Dataset excerpts on object pointing
◆ ◆ ◆ ◆ ◆ ◆ ◆

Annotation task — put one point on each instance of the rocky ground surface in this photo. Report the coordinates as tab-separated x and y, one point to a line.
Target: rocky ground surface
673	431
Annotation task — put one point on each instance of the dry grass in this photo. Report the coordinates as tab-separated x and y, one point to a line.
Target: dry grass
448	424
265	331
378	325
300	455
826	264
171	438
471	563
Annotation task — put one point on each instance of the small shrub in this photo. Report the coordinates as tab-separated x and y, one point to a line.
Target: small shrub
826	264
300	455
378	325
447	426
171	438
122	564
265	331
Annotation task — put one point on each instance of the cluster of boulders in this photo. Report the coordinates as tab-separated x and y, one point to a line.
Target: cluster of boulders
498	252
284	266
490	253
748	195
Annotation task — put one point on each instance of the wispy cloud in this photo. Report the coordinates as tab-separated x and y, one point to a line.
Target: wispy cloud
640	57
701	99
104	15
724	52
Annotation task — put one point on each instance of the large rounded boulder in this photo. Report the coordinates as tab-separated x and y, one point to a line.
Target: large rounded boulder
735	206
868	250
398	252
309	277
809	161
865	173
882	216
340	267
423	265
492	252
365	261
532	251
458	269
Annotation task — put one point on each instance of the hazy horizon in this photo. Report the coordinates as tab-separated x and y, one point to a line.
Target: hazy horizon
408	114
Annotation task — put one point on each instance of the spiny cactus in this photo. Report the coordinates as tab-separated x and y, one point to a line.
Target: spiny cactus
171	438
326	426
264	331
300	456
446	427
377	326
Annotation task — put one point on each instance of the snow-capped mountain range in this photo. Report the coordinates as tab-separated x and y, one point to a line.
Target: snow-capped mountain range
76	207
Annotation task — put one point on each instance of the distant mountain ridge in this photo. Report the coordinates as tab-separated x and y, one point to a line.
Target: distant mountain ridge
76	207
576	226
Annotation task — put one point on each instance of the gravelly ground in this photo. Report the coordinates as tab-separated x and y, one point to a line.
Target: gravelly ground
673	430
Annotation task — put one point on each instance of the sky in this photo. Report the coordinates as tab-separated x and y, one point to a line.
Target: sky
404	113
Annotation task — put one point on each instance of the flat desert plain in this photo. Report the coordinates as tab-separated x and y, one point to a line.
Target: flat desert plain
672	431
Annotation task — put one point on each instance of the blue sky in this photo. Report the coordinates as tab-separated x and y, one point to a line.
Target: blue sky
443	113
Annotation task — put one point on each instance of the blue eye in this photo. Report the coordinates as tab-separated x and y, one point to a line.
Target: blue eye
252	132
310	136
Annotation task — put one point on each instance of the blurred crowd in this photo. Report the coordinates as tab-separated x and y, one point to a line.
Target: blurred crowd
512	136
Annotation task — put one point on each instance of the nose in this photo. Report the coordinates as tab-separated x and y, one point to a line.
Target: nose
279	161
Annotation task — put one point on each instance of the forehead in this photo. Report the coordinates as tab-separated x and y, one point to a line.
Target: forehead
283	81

◆ ◆ ◆ ◆ ◆ ◆ ◆

What needs to be done:
Starting at the line that contains "of the flat", retype each line through the end of the listing above and nothing else.

Answer for the task:
Annotation task — put one point on each instance of the flat desert plain in this photo. Report the coordinates as tab-separated x and y, one point to a line.
Target: flat desert plain
672	431
Annotation task — put one point on each instance of the blue sky in this photo. Report the coordinates as tab-separated x and y, one point to a line.
Target: blue sky
443	113
Annotation task — put one point on each instance of the blue eye in this photo. Report the coordinates as tab-separated x and y, one point to a line.
Target: blue eye
252	132
310	136
Annotation task — put one point on each instance of the blurred crowd in this photo. Report the coordinates as tab-separated x and y, one point to a line.
Target: blurred crowd
512	136
Annotation task — put one point on each instance of the nose in this photo. Report the coordinates as tab-separated x and y, one point to a line.
Target: nose
279	161
Annotation task — put one point on each instance of the forehead in this photo. Report the coordinates as tab-separated x and y, one point to a line.
Target: forehead
283	81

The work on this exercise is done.